Write out all of the records below word for word, leaving out the pictures.

* start *

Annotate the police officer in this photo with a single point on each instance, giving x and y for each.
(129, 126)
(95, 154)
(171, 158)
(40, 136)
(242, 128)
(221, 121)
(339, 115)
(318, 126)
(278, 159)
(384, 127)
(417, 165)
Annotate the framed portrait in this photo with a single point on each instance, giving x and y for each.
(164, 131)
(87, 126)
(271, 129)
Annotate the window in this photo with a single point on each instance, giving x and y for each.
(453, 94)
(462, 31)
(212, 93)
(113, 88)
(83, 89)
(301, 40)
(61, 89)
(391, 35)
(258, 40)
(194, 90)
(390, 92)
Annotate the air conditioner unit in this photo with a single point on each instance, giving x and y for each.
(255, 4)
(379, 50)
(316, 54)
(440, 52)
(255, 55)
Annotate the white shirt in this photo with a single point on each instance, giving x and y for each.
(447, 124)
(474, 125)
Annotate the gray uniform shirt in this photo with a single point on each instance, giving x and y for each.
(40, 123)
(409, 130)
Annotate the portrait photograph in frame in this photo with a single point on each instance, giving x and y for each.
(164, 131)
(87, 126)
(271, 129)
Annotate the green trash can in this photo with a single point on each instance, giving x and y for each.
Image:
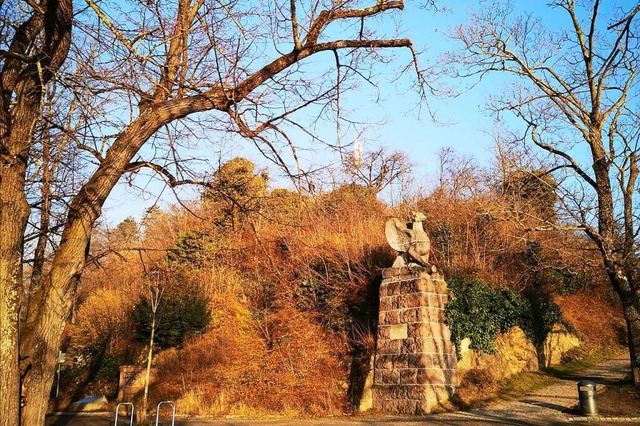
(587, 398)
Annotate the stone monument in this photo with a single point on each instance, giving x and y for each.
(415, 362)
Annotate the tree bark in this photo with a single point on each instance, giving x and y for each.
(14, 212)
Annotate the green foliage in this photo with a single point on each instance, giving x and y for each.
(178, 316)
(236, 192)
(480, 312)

* end *

SOLVED PROBLEM >>
Annotate the police officer in this photo with a single point on each instance, giving x and y for each.
(129, 126)
(95, 154)
(171, 158)
(40, 136)
(242, 128)
(221, 121)
(339, 115)
(318, 126)
(278, 159)
(384, 127)
(417, 165)
Annotate the framed portrait in this photo with a single point on each instance, giving x and y for each.
(164, 131)
(87, 126)
(271, 129)
Annotate the window in this photo with a single point on each instance, giving x and y for each.
(453, 94)
(462, 31)
(212, 93)
(113, 88)
(83, 89)
(301, 40)
(61, 89)
(391, 35)
(258, 40)
(194, 90)
(390, 92)
Annotate the air conditioner unit in this photo with a single point on each instance, giving x and y for each.
(255, 4)
(379, 50)
(316, 54)
(440, 52)
(255, 55)
Annotate the white shirt in this photo with a single point on each instance, giving x and y for each.
(447, 124)
(474, 125)
Annotate the gray uniform shirt in this photo with a single point on each instance, giving x and y for each.
(40, 123)
(409, 130)
Annotate the portrait photograph in frame in this photo with a single point on each instance, giving x and y for each.
(164, 131)
(87, 126)
(271, 129)
Annotate the green trash can in this photo with a single point on each instance, giving x and y for each.
Image:
(587, 398)
Annotate the stone monument in this photo with a single point on each instance, giving x and y for each.
(415, 362)
Annotate the tree bark in this photo with a single point on each instance, giving x and y for each.
(14, 212)
Annotate the green foliage in this photo with a single point on each instance, giving x and y for each.
(178, 316)
(236, 192)
(480, 312)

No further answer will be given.